Other clichés are put into context so
effectively that they don't feel like clichés, because we've seen
them evolve. Paranoid ramblings, conversations with thin air, mood swings,
depressive silences, agitated body language and obsessive scribblings --
this is all typical madman behaviour that we've seen in other movies, but
here we understand where it comes from.
Ron Howard directs the movie without the bizarre
stylistic devices that no doubt tempt all filmmakers who tackle movies about
the mind, letting the aforementioned bold structural move speak for itself.
The feel of the picture is one of straightforwardly absorbing drama, which
is of course crucial to our gut involvement, and gives the twist meaning.

## LISTED RECORDS
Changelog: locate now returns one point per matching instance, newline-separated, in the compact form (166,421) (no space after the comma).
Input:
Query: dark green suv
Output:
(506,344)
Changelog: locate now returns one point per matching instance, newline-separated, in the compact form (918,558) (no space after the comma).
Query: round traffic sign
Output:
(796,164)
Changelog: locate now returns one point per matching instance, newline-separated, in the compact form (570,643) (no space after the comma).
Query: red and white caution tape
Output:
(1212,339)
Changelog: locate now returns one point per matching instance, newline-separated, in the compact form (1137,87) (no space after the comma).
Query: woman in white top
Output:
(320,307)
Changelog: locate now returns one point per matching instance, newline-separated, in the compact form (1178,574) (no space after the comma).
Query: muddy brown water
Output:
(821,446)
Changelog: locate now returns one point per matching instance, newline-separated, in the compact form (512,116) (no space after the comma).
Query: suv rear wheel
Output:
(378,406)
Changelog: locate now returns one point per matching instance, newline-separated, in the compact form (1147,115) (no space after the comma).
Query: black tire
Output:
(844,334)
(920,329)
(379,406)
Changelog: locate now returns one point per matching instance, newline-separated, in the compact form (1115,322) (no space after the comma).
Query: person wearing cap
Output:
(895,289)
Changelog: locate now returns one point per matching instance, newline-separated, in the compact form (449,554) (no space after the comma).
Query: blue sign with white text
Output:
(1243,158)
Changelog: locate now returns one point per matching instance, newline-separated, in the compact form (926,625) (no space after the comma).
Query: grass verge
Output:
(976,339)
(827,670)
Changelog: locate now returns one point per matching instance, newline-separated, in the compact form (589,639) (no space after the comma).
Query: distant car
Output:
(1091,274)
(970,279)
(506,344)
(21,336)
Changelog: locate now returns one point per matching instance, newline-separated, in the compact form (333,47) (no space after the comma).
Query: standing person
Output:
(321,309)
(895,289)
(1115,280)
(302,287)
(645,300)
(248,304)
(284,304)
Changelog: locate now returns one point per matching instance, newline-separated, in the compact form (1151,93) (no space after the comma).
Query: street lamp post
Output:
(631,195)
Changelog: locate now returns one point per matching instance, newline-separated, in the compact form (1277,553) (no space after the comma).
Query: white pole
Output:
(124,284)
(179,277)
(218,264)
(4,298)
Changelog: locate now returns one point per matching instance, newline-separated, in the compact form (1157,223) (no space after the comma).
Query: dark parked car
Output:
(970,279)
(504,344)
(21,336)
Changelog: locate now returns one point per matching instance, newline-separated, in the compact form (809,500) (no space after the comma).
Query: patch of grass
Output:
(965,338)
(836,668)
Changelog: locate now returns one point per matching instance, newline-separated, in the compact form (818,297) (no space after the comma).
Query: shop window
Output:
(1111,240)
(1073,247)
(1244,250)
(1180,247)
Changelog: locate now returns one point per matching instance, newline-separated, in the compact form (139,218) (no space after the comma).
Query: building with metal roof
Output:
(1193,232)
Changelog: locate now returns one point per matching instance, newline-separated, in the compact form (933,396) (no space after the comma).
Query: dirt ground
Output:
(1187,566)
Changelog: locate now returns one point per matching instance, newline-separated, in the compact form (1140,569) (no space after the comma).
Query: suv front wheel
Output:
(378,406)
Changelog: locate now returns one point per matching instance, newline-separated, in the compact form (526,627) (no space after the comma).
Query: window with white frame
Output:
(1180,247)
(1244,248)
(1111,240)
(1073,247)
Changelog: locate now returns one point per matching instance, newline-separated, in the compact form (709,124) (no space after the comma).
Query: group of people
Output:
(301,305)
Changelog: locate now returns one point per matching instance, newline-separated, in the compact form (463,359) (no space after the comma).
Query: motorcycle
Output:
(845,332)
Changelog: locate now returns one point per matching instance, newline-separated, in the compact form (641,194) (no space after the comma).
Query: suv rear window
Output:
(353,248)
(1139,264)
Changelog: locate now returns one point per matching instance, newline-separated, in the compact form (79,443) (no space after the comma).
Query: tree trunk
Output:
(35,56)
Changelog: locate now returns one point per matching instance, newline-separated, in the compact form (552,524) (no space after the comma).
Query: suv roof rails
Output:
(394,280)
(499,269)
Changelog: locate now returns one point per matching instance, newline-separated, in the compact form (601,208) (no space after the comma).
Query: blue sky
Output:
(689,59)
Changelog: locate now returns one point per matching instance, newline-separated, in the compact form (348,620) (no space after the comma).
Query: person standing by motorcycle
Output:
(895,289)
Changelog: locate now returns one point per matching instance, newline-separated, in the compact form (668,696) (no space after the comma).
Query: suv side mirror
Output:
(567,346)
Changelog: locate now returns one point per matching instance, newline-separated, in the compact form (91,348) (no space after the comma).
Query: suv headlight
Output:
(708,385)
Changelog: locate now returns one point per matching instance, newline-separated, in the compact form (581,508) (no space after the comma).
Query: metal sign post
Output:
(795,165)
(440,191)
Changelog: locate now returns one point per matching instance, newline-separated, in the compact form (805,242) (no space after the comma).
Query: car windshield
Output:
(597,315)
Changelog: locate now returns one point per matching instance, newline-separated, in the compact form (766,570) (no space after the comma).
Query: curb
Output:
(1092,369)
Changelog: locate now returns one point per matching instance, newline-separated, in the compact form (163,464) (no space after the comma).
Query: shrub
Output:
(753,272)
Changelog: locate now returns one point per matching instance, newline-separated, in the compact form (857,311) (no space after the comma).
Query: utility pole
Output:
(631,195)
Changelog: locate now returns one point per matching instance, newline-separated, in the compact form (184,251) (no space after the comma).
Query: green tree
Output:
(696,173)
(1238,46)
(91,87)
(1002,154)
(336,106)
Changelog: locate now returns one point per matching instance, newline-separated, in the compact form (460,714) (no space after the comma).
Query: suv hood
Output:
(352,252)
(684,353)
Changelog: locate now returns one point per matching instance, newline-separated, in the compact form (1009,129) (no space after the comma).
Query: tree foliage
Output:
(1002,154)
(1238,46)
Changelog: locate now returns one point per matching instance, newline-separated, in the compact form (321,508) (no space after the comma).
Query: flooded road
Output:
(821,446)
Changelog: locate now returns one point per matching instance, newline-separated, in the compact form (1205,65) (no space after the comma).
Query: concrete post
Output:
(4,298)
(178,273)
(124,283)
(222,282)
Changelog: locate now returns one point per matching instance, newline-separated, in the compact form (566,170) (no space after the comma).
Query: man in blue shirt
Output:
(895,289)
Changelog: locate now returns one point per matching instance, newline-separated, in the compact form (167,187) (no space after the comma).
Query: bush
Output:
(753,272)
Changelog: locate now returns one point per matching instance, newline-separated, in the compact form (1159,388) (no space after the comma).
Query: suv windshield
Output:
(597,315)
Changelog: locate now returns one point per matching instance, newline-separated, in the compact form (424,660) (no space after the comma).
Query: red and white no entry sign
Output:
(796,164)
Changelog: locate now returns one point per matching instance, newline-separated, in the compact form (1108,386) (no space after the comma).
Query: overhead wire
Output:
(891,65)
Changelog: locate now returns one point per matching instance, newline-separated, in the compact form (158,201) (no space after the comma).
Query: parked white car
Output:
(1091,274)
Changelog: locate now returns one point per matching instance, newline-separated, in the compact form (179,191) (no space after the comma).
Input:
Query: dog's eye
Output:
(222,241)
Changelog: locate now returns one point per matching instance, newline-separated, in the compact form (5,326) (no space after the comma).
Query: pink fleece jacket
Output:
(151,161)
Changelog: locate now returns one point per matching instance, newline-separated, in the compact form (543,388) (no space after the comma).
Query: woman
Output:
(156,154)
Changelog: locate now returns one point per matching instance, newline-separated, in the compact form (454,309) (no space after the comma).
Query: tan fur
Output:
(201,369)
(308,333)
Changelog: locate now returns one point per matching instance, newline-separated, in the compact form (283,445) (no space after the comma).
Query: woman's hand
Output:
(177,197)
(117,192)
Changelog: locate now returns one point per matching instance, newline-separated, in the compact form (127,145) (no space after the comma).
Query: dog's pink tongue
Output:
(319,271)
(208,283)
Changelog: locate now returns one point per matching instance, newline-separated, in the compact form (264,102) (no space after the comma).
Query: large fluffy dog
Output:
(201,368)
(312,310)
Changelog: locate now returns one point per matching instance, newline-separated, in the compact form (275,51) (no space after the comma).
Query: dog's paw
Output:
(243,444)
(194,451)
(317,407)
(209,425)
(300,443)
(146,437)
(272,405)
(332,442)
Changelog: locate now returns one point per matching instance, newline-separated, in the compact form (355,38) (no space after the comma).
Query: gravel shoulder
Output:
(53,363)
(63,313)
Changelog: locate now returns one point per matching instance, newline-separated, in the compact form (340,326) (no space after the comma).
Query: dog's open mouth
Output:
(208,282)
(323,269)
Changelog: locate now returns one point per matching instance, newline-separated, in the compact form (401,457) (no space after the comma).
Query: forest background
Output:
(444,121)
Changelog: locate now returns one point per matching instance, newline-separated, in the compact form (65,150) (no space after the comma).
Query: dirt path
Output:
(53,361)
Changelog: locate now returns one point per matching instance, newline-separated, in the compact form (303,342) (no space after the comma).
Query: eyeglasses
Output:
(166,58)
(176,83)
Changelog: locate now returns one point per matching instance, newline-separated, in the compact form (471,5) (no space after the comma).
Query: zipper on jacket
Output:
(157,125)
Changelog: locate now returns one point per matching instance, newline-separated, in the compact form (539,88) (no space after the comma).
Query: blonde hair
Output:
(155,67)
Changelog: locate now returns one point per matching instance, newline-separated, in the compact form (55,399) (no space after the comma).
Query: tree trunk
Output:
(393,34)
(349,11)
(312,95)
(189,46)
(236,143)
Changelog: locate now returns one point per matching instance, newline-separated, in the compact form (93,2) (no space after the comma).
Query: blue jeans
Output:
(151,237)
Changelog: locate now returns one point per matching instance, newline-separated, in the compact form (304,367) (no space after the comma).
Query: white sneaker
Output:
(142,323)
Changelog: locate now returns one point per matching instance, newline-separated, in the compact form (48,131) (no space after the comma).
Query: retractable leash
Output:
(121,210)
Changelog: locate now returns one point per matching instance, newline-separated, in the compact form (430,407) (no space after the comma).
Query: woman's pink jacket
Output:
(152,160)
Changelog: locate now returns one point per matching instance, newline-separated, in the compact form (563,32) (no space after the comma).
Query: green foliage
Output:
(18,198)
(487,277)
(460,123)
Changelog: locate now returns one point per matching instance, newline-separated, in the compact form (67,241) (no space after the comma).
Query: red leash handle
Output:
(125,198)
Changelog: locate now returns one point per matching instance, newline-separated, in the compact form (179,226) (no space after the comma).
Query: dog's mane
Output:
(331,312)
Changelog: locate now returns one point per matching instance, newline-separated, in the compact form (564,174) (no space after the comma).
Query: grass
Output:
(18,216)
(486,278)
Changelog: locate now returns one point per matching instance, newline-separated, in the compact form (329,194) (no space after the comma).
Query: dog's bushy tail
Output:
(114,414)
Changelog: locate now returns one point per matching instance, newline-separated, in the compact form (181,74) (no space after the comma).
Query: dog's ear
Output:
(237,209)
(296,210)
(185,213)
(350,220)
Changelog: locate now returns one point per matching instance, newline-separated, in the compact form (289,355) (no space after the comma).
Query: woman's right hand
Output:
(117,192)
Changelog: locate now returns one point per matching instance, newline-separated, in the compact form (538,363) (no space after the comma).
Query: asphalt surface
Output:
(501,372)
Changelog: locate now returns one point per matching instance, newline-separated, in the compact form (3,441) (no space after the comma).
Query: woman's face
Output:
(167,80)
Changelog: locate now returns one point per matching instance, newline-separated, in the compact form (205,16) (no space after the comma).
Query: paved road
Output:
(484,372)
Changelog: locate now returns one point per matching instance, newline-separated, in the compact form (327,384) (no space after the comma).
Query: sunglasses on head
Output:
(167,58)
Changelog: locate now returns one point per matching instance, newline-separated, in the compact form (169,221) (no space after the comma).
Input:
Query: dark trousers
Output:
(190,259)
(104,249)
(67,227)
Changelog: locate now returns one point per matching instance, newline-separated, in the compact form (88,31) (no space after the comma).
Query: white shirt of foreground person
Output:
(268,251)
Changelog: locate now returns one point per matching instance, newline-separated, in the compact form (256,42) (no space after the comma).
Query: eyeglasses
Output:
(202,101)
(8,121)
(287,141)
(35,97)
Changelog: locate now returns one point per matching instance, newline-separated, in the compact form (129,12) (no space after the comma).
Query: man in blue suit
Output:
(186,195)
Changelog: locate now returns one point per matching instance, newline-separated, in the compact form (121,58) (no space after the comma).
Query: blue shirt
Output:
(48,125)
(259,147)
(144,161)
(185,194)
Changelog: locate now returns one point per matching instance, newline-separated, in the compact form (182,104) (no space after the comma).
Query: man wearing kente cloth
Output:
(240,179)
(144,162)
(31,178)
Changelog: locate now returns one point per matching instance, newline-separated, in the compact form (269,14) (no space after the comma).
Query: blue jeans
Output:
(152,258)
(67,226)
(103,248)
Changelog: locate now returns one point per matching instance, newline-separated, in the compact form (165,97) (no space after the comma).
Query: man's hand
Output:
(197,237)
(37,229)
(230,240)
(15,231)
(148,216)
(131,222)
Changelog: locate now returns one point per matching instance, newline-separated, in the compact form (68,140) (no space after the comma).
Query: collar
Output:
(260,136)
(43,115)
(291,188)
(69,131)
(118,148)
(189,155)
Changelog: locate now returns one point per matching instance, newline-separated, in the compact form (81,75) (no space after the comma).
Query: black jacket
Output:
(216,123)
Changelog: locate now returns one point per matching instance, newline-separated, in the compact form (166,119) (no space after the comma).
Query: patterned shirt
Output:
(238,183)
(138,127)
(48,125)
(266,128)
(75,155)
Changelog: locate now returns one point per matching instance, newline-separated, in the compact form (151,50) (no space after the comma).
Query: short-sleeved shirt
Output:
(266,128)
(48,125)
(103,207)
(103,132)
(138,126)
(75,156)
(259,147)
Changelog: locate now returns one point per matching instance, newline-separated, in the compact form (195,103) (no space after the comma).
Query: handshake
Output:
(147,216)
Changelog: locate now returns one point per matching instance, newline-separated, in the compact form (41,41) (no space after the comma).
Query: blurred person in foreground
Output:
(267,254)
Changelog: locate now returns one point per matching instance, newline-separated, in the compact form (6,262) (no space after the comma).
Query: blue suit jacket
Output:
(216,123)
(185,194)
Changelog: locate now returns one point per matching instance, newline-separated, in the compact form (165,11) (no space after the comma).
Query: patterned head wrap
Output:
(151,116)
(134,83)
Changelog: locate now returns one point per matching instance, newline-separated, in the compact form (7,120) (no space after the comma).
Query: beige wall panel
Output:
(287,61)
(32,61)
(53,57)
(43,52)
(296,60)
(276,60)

## SET TASK 1
In the movie review, what does Ron Howard direct the movie without?
## SET TASK 2
Pick up the movie review after its final sentence and keep writing it.

## RESPONSE 1
Without the bizarre stylistic devices that tempt all filmmakers who tackle movies about the mind.

## RESPONSE 2
Crowe is an involving lead; we know from other movies that his very presence
has an indefinable interest about it, and to the role of Nash he brings a
memorable West Virginian accent and specific way of communicating, as well
as an endearing nerdiness and general goodness. Jennifer Connelly, as Nash's
wife Alicia, gives heart to the movie -- with her striking expressions, curious
eyes and voice of strained confidence, she combines strength and vulnerability
in a manner that is crucial for us to both care about and believe her character's
story. I've thought for years that Connelly is a born star -- she's not only
a damn good actress, but has a beauty that pours out at us with the vigour
and purity of water from a mountain spring -- and now, with the Oscar nomination
and publicity that has come from this role, she is finally getting her
dues.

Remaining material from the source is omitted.